STATED TASK 1 —
Answer each question from the helmet excerpt below.
(a) What secures the screw 212?
(b) What does the piston 138 pass through in the embodiment shown in FIG. 1?
(c) What does a controlled rebound eliminate?

** Start of SELECTED EXCERPT **

In one embodiment, the fastener coupling 130 includes a screw 212
which passes through the first outer impact shell 104 and the end
of the piston 126. The screw 212 is secured with a nut 214. The
coupling assembly 130 also includes washers 216 and 218. In some
embodiments, the washer 216 is a contoured washer that has a
contour to accommodate a contour of the first outer impact shell
104 and/or an angle of the piston 126 with respect to the first
outer impact shell 104. In one embodiment, the fastener coupling
132 includes a screw 222 which passes through the primary inner
shell 102 and the end of the cylinder 128. The screw 222 is secured
with a nut 224. The coupling assembly 132 also includes washers 226
and 228. In some embodiments, the washer 226 is a contoured washer
that has a contour to accommodate a contour of the primary inner
shell 102 and/or an angle of the cylinder 128 with respect to the
primary inner shell 102. In other embodiments, one or both of the
fastener couplings 130 and 132 includes different fasteners (e.g.,
rivets, bolts, etc.) configured to couple the shock absorber 124 to
the primary inner shell 102 and/or the first outer impact shell
104.
[0031] In the particular embodiment shown in FIG. 1, the second end
of the second outer impact shell 106 is coupled to the primary
shell 102 via a shock absorber 136. In the embodiment shown in FIG.
1, the shock absorber 136 is in the form of a closed gas or
hydraulic shock absorber. The shock absorber 136 includes a piston
138 and a cylinder 140. An end of the piston 138 is coupled to an
inner side of the second end of the second outer impact shell 106
via a fastener coupling 142. In the embodiment shown in FIG. 1, the
piston 138 passes through an opening 143 in the primary inner shell
102. An end of the cylinder 140 is coupled to an inner side of the
primary inner shell 102 via a fastener coupling 144. In the
embodiment shown in FIG. 1, cylinder 140 is further coupled to the
inner side of the primary inner shell 102 via a clamp 146. In some
embodiments, the fastener couplings 142 and 144 permit each end of
the shock absorber 136 to rotate while the clamp 146 of the shock
absorber 136 maintains a straight-line transmission of force from
the second outer impact shell 106 through the shock absorber 136 to
the primary inner shell 102.
[0032] In some embodiments, the shock absorbers 124 and 136 are
rated to a specific force value. The shock absorber 124 resists
rotational motion of the first outer impact shell 104 toward the
crown portion of the primary inner shell 102 and shock absorber 136
resists rotational motion of the second outer impact shell 106
toward the rear portion of the primary inner shell 102. The use of
closed gas/hydraulic shock absorbers also resists rotational
movement of the first and second outer impact shells 104 and 106
away from the primary inner shell 102 to provide a controlled
rebound. A controlled rebound eliminates any whiplash effect
produced by a typical spring loaded shock absorber. Furthermore,
the force value of the shock absorbers 124 and 136 can be selected
based on factors, such as the wearer's weight, typical activity
speed, type of activity, and the like, to cater to the wearer's
desired level of impact absorption.
[0033] The inner shell 102 can be lined with the cushioning (e.g.,
padding) for impact and fitment. Such cushioning is known in the
art. The impact reduction provided by the protective helmet
depicted in FIG. 1 may allow for reduction of the typical amount of
internal cushioning and rigid shell material used to construct the
primary inner shell 102. Such reduction in materials reduces the
weight and size of typical helmets, resulting in less strain on the
head and neck and greater comfort for the wearer. In some
embodiments, with the protective helmet 100 depicted in FIG. 1, the
internal cushioning is also configured to prevent the shock
absorbers 124 and 136 from contacting the head of a user of the
protective helmet 100.

** End of SELECTED EXCERPT **

STATED TASK 2 —
Identify every line of the records below that contains the string "roof", treating case as significant.

** Start of STORED RECORDS **

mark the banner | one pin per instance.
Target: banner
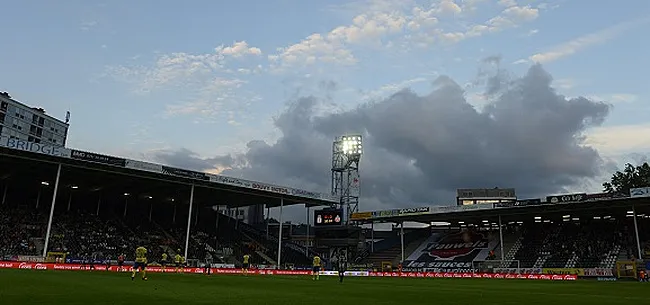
(57, 151)
(527, 202)
(519, 270)
(184, 173)
(361, 216)
(640, 192)
(599, 272)
(572, 271)
(39, 148)
(324, 218)
(226, 271)
(566, 198)
(97, 158)
(414, 211)
(143, 166)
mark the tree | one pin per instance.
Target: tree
(631, 177)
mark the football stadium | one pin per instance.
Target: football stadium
(71, 222)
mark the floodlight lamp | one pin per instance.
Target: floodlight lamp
(351, 145)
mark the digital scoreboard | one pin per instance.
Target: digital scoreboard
(328, 217)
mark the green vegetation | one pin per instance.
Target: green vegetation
(22, 287)
(630, 177)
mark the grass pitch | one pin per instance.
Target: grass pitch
(22, 287)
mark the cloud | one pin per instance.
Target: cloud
(616, 140)
(616, 98)
(383, 23)
(238, 49)
(571, 47)
(210, 91)
(419, 149)
(181, 69)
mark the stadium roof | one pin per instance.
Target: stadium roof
(28, 164)
(480, 212)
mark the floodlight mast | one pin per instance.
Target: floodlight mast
(346, 153)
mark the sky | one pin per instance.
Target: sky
(544, 96)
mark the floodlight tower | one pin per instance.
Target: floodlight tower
(346, 153)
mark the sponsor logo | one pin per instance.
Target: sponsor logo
(40, 267)
(145, 166)
(640, 192)
(414, 210)
(303, 193)
(456, 244)
(93, 157)
(275, 189)
(566, 198)
(35, 147)
(527, 202)
(562, 271)
(184, 173)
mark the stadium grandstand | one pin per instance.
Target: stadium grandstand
(97, 207)
(591, 235)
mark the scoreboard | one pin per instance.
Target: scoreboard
(328, 217)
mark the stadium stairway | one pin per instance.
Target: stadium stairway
(390, 249)
(264, 256)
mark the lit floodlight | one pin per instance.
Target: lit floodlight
(351, 145)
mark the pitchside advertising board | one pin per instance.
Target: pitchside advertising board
(328, 217)
(485, 196)
(640, 192)
(566, 198)
(451, 251)
(227, 271)
(56, 151)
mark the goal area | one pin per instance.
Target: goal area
(497, 266)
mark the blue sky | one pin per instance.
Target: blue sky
(140, 76)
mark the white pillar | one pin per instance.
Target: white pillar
(268, 217)
(189, 221)
(280, 234)
(236, 217)
(308, 239)
(99, 204)
(503, 255)
(150, 209)
(401, 233)
(636, 232)
(372, 236)
(4, 194)
(49, 222)
(196, 217)
(38, 197)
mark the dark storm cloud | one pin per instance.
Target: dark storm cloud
(420, 149)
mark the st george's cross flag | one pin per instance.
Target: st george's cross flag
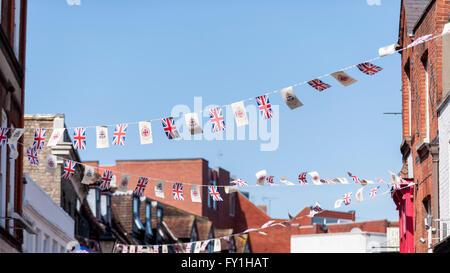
(51, 163)
(217, 119)
(140, 187)
(169, 128)
(368, 68)
(193, 124)
(102, 137)
(124, 182)
(315, 178)
(145, 132)
(119, 134)
(79, 138)
(56, 136)
(177, 191)
(106, 180)
(195, 194)
(264, 106)
(343, 78)
(240, 114)
(89, 175)
(159, 188)
(39, 138)
(69, 169)
(214, 193)
(290, 98)
(32, 156)
(319, 85)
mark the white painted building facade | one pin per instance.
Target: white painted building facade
(53, 227)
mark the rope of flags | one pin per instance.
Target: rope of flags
(200, 246)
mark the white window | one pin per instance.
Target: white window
(3, 160)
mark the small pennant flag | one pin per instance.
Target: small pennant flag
(195, 194)
(240, 114)
(290, 98)
(319, 85)
(145, 132)
(51, 164)
(124, 182)
(55, 137)
(343, 78)
(102, 137)
(193, 124)
(159, 189)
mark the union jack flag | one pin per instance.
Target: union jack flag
(217, 120)
(178, 191)
(119, 134)
(106, 180)
(140, 187)
(69, 169)
(214, 192)
(240, 182)
(319, 85)
(264, 106)
(3, 136)
(169, 128)
(369, 69)
(347, 198)
(79, 138)
(302, 178)
(32, 156)
(39, 138)
(354, 178)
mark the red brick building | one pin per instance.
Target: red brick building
(12, 81)
(422, 85)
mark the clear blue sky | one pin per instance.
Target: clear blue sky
(107, 62)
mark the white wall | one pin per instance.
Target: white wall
(338, 243)
(54, 226)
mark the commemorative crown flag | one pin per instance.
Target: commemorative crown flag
(290, 98)
(265, 108)
(69, 169)
(343, 78)
(79, 138)
(368, 68)
(319, 85)
(39, 138)
(240, 114)
(3, 136)
(217, 120)
(169, 128)
(140, 187)
(106, 180)
(102, 137)
(214, 193)
(145, 132)
(119, 134)
(32, 156)
(56, 136)
(177, 191)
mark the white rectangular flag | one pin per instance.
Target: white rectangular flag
(195, 194)
(240, 114)
(343, 78)
(145, 132)
(56, 137)
(159, 189)
(50, 165)
(193, 124)
(124, 182)
(89, 175)
(217, 245)
(102, 137)
(290, 99)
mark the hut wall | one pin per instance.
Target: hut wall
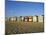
(35, 19)
(40, 18)
(30, 19)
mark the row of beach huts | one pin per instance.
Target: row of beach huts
(26, 18)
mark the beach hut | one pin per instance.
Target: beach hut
(30, 18)
(40, 18)
(35, 18)
(21, 18)
(26, 19)
(13, 19)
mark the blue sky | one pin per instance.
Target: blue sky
(19, 8)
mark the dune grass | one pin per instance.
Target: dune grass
(24, 27)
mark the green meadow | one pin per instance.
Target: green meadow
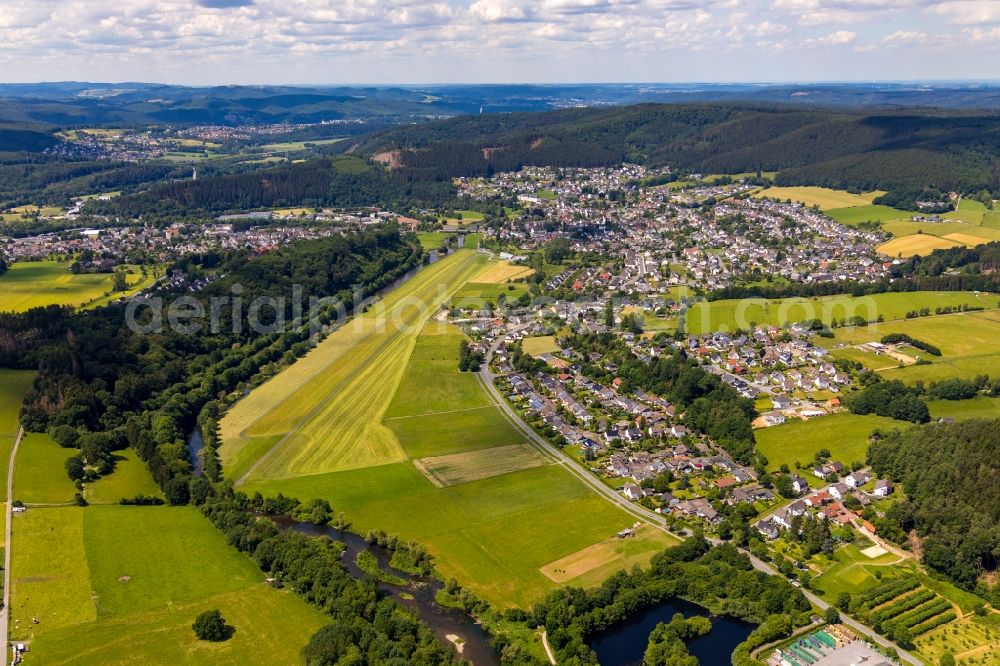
(13, 385)
(728, 315)
(844, 435)
(101, 598)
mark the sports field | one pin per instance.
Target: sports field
(967, 342)
(327, 408)
(823, 197)
(13, 385)
(844, 435)
(728, 315)
(35, 284)
(100, 598)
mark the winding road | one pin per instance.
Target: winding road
(487, 377)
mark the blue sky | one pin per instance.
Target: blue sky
(439, 41)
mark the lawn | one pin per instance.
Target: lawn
(844, 435)
(730, 314)
(35, 284)
(13, 385)
(313, 404)
(129, 606)
(129, 479)
(823, 197)
(40, 473)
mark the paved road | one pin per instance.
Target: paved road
(5, 611)
(486, 377)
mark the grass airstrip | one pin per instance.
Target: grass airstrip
(33, 284)
(435, 460)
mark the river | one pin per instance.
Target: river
(418, 594)
(625, 643)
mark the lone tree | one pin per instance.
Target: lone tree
(210, 626)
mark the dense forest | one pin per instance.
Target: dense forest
(710, 407)
(105, 383)
(856, 149)
(341, 181)
(948, 474)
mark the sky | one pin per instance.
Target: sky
(205, 42)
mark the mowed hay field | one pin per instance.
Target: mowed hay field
(503, 271)
(87, 575)
(35, 284)
(967, 342)
(326, 409)
(823, 197)
(455, 468)
(844, 435)
(728, 315)
(492, 534)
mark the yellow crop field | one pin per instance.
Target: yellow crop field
(819, 196)
(324, 413)
(907, 246)
(477, 464)
(502, 271)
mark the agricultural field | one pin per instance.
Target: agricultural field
(129, 479)
(541, 344)
(844, 435)
(34, 284)
(313, 404)
(592, 565)
(967, 343)
(823, 197)
(494, 533)
(503, 271)
(13, 385)
(730, 314)
(115, 604)
(40, 472)
(456, 468)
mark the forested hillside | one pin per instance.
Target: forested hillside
(341, 181)
(949, 475)
(862, 149)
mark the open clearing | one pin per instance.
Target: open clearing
(967, 342)
(456, 468)
(593, 564)
(542, 344)
(844, 435)
(819, 196)
(13, 385)
(110, 601)
(40, 472)
(494, 533)
(33, 284)
(921, 244)
(314, 405)
(730, 314)
(502, 271)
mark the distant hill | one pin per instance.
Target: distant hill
(863, 149)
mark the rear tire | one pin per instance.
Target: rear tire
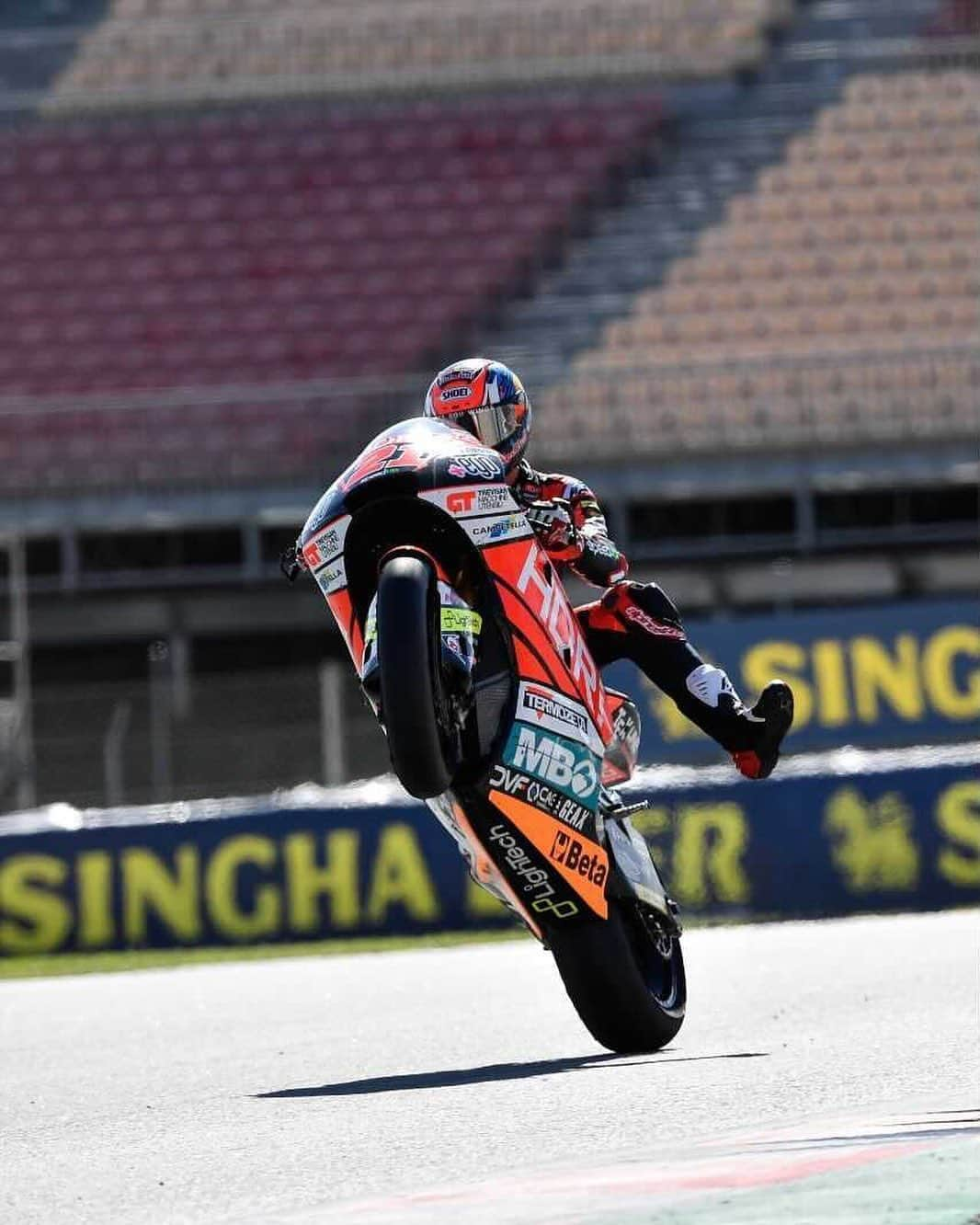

** End of STORED RECORDS **

WRITTEN SOLUTION 1 —
(a) A nut 214.
(b) An opening 143 in the primary inner shell 102.
(c) Any whiplash effect produced by a typical spring loaded shock absorber.

WRITTEN SOLUTION 2 —
mark the stadium roof | one pin per instance.
Target: stadium roof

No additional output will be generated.